Work to complete:
Copy the records word for word, starting with the line that contains "The component shall mark a point on the glass jar of" and continuing through the end of the records. Leave the pictures out of your copy.

[Input start]

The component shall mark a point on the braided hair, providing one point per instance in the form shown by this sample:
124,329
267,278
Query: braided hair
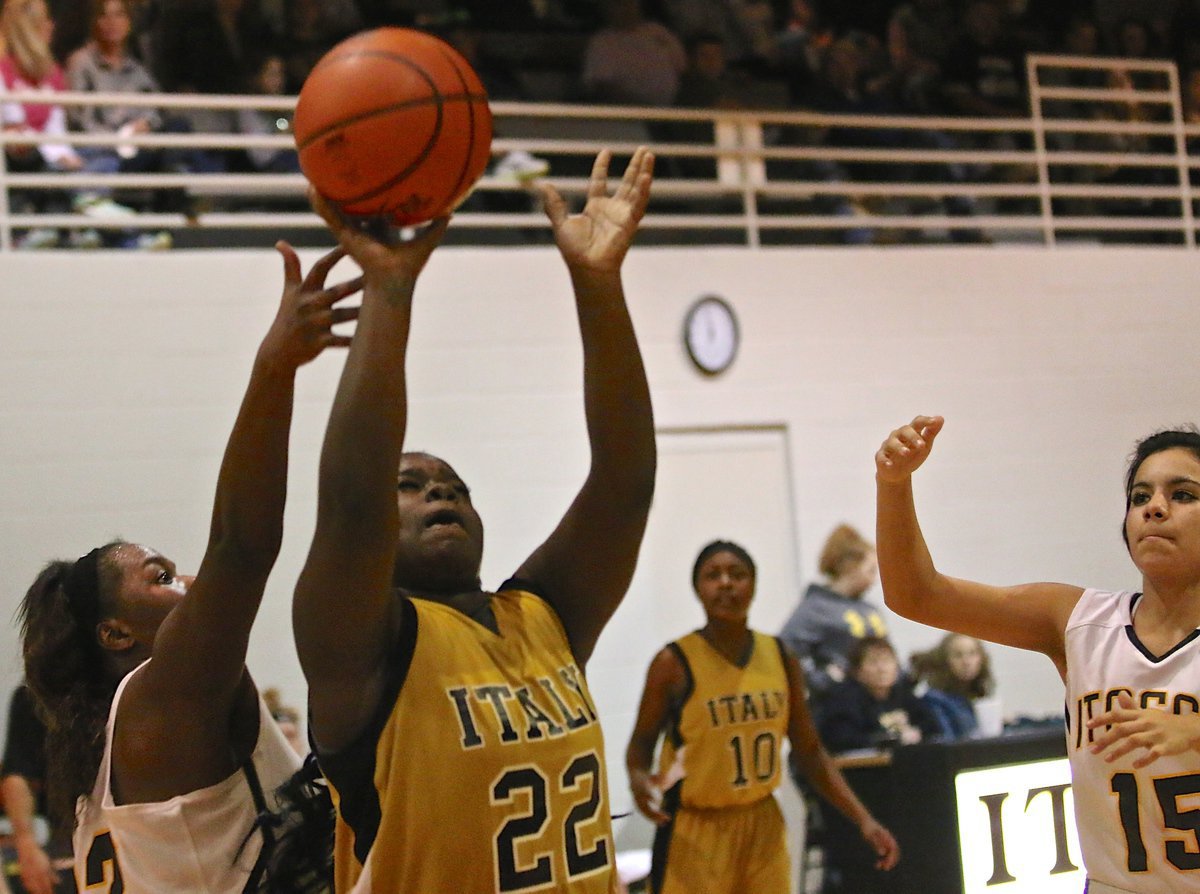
66,672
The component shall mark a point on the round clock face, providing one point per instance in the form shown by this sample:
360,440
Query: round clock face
711,333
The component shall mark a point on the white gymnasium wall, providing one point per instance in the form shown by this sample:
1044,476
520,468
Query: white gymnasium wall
120,376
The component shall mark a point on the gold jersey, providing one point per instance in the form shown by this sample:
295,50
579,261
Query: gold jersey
485,769
729,731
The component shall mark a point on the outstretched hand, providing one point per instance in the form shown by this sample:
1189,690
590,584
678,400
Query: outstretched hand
599,237
905,449
1161,733
304,325
382,259
882,841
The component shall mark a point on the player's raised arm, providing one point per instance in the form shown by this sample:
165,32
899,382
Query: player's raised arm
586,564
810,760
343,611
665,683
1029,616
180,703
201,649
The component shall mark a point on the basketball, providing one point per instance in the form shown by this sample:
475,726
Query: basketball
393,123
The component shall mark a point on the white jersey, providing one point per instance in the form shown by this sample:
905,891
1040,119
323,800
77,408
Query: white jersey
1138,828
189,843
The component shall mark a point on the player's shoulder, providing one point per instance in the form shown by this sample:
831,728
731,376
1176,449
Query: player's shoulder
1102,607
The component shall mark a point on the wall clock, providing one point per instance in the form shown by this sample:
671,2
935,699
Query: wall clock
711,335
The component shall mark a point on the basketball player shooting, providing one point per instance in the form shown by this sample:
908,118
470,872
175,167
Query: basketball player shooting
454,723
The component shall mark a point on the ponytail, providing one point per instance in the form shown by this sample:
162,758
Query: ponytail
298,837
65,672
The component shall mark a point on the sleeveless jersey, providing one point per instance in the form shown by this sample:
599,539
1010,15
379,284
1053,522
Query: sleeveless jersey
484,771
731,725
1137,827
203,841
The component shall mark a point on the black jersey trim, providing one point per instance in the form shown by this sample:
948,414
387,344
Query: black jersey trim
1138,643
661,847
526,586
352,769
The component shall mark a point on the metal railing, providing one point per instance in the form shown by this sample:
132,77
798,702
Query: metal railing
1104,156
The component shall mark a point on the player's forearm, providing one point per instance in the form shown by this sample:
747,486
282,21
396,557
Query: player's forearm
247,513
640,754
19,805
369,418
906,569
617,395
828,781
340,635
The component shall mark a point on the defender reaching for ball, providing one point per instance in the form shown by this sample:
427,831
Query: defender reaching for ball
453,723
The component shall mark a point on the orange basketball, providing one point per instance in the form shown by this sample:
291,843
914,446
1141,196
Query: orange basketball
393,123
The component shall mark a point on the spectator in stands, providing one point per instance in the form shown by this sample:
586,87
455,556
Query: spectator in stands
499,79
834,616
47,869
984,70
313,28
707,82
744,27
205,46
105,65
957,673
71,23
874,707
29,64
288,719
801,43
928,28
633,60
269,79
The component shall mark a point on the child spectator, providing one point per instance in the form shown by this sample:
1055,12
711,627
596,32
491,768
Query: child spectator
958,673
874,707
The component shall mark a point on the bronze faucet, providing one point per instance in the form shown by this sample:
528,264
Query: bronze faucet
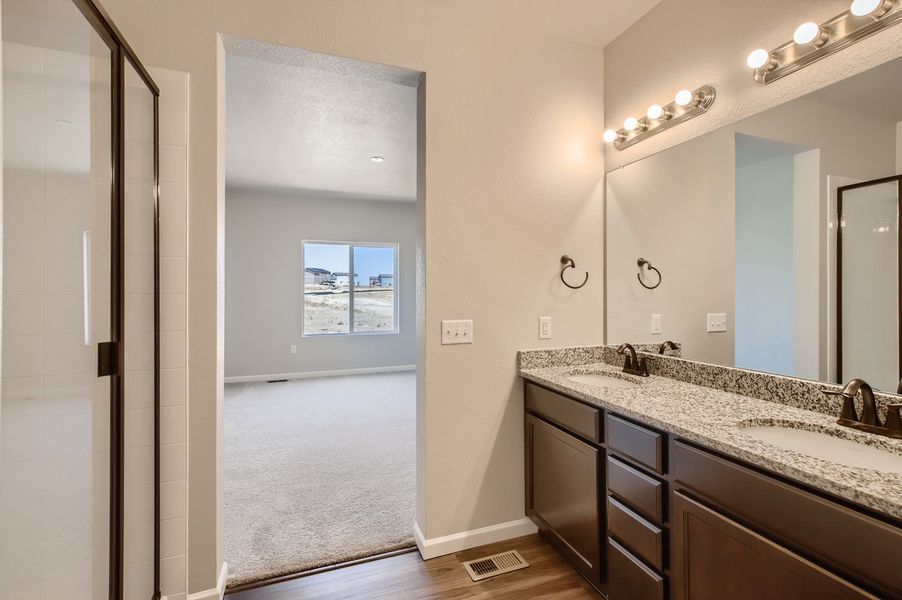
633,363
869,420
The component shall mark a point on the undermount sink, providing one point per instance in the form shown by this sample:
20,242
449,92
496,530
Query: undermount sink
601,381
827,447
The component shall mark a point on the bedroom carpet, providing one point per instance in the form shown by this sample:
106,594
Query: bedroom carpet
317,472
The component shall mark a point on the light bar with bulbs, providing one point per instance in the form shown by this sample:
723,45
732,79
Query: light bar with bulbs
812,42
686,105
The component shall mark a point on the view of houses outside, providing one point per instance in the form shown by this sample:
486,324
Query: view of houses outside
329,286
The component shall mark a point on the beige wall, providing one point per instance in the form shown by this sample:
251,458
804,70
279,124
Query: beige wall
687,43
512,181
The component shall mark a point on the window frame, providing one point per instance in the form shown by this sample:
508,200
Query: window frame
396,276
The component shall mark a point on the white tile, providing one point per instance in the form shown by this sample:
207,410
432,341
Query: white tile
20,566
68,355
138,427
173,126
67,435
23,355
173,163
173,200
21,439
173,387
173,312
172,350
172,575
173,275
65,314
173,237
23,314
173,424
173,535
173,499
139,389
173,462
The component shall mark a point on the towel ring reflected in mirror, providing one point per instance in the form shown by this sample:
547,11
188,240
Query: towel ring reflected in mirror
568,263
644,263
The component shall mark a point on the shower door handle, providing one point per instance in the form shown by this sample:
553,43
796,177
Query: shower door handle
107,359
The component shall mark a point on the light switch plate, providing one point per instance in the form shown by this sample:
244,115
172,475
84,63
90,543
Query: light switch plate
717,322
656,326
544,328
457,332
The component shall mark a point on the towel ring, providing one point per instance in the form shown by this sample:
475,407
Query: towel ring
644,263
568,263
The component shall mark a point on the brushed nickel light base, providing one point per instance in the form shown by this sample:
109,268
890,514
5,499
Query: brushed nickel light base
841,32
673,115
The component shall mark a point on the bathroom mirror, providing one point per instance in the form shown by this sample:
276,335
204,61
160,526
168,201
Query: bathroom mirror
776,238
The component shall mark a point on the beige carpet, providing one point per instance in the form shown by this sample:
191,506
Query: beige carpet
317,471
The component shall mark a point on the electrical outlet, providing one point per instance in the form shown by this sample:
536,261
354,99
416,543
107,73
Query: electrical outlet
656,326
717,322
544,328
457,332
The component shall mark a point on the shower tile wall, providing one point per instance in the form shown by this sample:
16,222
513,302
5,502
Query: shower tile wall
53,434
173,326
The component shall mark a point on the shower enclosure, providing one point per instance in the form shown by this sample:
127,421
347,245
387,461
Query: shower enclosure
868,302
79,378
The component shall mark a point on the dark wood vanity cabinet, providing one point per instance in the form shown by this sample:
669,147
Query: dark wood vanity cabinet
563,480
646,517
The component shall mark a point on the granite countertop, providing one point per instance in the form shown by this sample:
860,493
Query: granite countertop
714,418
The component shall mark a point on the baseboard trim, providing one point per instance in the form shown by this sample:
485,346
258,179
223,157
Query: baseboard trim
449,544
216,593
312,374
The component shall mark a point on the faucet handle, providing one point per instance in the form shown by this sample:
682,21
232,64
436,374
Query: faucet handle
893,420
848,412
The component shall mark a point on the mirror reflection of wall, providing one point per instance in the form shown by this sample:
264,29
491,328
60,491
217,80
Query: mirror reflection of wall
743,221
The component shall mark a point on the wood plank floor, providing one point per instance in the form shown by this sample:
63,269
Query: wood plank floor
408,577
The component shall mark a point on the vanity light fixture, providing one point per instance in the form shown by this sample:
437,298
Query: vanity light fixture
812,42
686,105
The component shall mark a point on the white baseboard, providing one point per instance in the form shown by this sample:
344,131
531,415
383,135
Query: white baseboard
465,540
216,593
312,374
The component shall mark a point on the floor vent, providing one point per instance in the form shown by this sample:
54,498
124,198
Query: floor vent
497,564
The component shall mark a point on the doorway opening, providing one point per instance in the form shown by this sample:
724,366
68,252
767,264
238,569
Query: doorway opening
319,428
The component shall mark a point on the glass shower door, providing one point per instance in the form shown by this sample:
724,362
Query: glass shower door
868,336
56,264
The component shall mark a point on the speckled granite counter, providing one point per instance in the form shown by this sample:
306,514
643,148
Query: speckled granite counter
715,418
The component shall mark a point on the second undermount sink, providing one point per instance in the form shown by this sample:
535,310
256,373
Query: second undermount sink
601,381
826,447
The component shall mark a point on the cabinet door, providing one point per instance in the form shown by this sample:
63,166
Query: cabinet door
562,495
715,558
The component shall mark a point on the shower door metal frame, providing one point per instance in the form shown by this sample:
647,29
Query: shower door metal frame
121,52
839,201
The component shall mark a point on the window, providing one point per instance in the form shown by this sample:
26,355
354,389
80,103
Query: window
350,288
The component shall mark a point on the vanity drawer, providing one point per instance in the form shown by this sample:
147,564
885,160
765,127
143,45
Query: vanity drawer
566,412
863,548
642,493
636,442
629,579
644,539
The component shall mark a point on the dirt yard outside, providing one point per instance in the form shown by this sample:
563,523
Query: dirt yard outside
326,311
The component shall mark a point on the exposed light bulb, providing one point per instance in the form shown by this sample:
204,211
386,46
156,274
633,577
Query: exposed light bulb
873,8
809,33
758,59
654,112
684,98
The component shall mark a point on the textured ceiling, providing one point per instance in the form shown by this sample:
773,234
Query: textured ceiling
310,122
592,22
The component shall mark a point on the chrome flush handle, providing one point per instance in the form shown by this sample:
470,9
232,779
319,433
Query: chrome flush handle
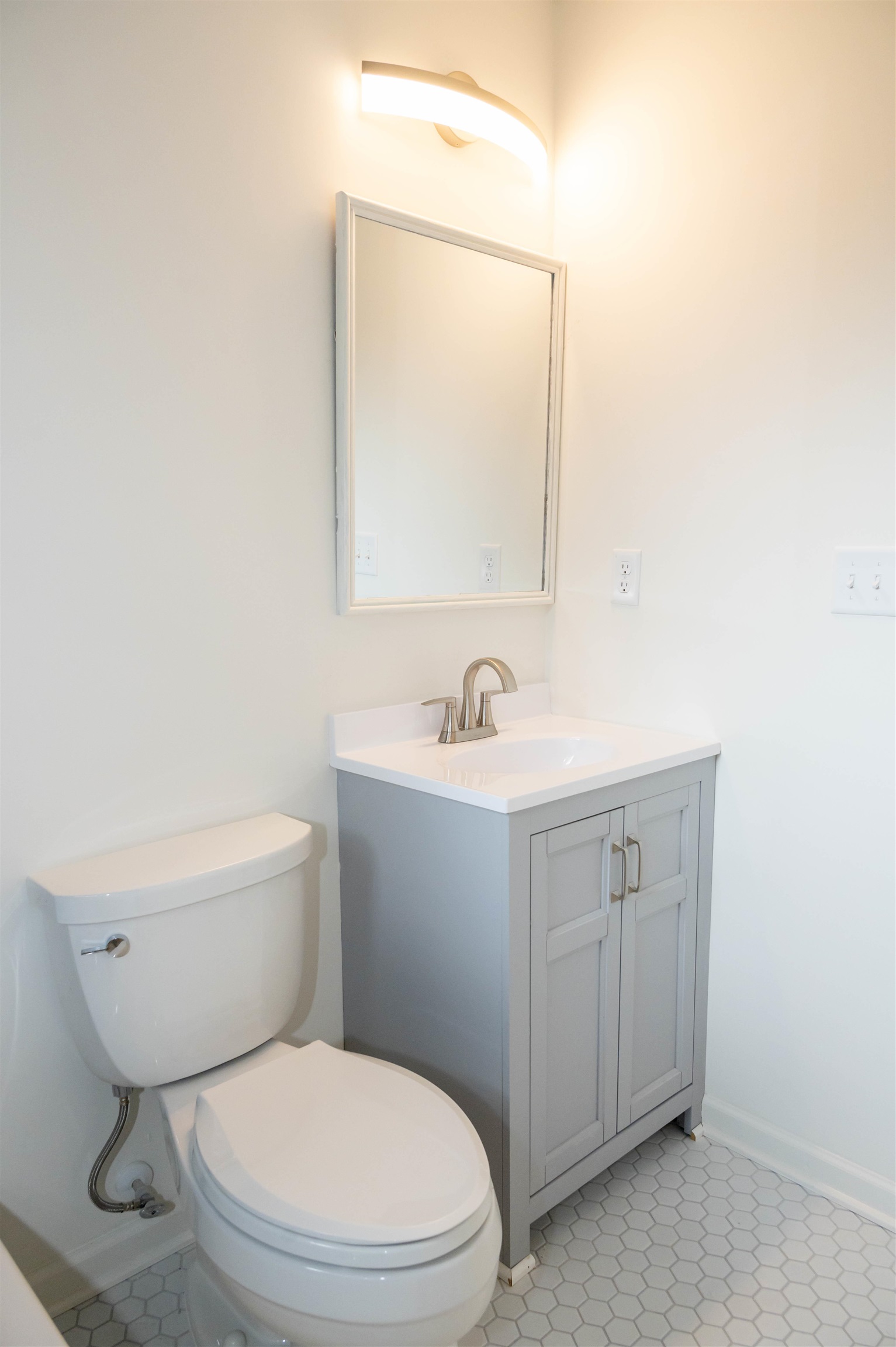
117,946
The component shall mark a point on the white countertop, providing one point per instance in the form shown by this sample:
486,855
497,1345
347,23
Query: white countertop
399,744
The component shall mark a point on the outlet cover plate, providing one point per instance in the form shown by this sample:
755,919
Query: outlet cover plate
365,558
627,575
489,568
866,581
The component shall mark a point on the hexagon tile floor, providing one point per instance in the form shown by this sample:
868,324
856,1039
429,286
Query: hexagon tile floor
682,1242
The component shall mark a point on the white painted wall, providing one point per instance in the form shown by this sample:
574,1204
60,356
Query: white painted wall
725,205
173,645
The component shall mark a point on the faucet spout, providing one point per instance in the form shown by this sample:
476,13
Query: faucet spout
508,685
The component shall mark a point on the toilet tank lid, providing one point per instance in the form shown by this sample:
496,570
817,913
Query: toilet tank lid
174,872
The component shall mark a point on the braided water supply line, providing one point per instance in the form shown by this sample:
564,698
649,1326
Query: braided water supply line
144,1201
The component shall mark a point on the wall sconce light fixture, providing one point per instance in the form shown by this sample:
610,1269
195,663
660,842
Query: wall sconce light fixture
458,108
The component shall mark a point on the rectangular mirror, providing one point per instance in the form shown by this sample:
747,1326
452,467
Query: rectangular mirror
449,352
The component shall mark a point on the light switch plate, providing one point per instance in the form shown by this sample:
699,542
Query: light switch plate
489,568
627,575
365,554
866,581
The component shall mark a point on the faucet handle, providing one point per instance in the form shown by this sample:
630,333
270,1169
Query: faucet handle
486,705
449,724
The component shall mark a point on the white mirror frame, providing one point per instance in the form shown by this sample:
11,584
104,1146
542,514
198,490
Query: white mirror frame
348,209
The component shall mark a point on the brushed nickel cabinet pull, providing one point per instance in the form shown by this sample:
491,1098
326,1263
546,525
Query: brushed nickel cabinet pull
631,841
617,897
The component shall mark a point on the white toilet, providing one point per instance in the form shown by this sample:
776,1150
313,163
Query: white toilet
336,1199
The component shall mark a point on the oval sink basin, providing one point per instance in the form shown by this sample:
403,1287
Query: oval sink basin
545,755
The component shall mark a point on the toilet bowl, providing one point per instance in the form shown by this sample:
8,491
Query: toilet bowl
336,1199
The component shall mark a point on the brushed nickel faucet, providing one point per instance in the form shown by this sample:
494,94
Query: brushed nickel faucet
483,725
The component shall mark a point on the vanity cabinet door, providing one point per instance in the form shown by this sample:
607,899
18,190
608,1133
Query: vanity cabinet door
658,959
575,992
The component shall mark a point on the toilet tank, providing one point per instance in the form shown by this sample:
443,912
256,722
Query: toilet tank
209,956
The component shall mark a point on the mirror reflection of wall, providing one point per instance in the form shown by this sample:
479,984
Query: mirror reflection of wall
452,369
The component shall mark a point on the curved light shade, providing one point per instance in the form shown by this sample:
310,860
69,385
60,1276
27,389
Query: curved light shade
406,92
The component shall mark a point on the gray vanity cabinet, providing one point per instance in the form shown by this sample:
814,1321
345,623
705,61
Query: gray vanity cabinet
575,981
659,954
488,953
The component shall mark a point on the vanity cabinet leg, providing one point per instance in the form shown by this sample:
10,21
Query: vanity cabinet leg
691,1120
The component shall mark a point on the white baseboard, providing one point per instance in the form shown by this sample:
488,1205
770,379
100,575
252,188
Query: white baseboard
821,1171
107,1260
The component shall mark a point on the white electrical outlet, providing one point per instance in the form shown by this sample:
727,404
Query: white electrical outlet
866,581
489,568
627,575
365,554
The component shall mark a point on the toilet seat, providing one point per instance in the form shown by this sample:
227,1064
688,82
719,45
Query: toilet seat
341,1159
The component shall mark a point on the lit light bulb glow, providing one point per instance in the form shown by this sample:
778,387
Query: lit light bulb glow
404,92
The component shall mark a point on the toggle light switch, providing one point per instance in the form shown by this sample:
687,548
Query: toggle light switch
866,581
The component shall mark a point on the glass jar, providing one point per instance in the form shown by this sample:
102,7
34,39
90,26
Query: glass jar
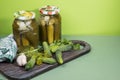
50,24
25,30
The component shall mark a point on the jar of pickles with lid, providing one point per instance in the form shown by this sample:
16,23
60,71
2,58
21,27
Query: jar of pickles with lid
50,24
25,30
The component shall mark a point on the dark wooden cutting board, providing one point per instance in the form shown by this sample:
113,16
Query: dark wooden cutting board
14,72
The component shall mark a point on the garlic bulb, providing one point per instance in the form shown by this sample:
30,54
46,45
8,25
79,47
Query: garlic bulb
21,59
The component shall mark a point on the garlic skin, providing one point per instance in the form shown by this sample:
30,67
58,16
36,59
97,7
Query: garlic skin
21,59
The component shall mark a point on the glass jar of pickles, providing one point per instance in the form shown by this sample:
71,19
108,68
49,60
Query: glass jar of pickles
50,24
25,30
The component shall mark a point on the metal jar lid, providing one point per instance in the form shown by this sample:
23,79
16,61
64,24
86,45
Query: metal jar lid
24,15
49,10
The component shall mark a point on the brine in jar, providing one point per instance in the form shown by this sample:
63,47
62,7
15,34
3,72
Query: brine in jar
25,30
50,24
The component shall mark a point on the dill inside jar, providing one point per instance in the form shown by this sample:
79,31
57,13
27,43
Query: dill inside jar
50,24
25,30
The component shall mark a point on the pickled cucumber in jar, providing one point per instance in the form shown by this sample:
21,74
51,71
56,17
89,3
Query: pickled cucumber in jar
50,24
25,30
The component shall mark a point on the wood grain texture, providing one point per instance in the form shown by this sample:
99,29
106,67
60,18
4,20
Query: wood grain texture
14,72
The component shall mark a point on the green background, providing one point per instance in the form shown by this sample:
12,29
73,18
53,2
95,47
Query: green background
79,17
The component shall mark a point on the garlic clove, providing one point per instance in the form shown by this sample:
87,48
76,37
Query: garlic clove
21,60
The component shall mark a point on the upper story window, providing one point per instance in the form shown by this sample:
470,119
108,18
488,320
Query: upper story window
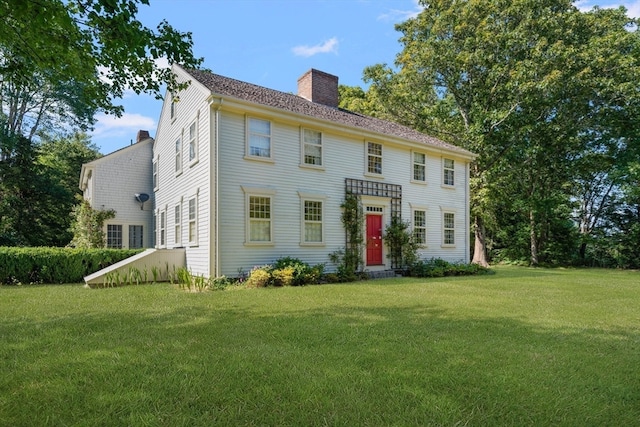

[Input end]

Result for this task:
The component shall mark a point on the glass jar of pickles, providing one point per instance in the form shown by this sample:
71,19
108,68
49,60
Query: glass jar of pickles
50,24
25,30
The component shall mark a point on the metal jar lid, providing one point per instance in the form shown by this sample:
23,79
16,61
64,24
86,45
Query: metal jar lid
24,15
49,10
The component shall mark a point on the brine in jar, providing one point per instance in the form shown by this sample:
63,47
62,7
15,34
3,72
Query: brine in jar
25,30
50,24
The component shall mark a point on the dill inside jar, providing one point per instance in the form shown by this sample:
79,31
57,13
27,43
Query: dill inside jar
50,24
25,30
The component shall mark a point on the pickled cucumber in jar, providing one point per instance in the form shown by this sample:
21,74
51,71
56,17
89,3
Query: pickled cucumber in jar
50,24
25,30
The component shall mark a point on the wood grain texture, providing one point per instance in the form shown by this sample:
99,29
106,67
60,18
4,20
Query: wood grain texture
14,72
The component shall mark a point on the green background, providing one point per instance in the form shown by this sample:
12,29
73,18
53,2
95,47
Query: green background
79,17
The component shall mark a point on the garlic clove, providing one point per instance in the form shown by this sample:
87,48
76,37
Query: garlic clove
21,60
The component shall mark a point on the upper story window, providing one point per instance in the form shown by this sample:
470,119
108,18
488,320
Query: upper story window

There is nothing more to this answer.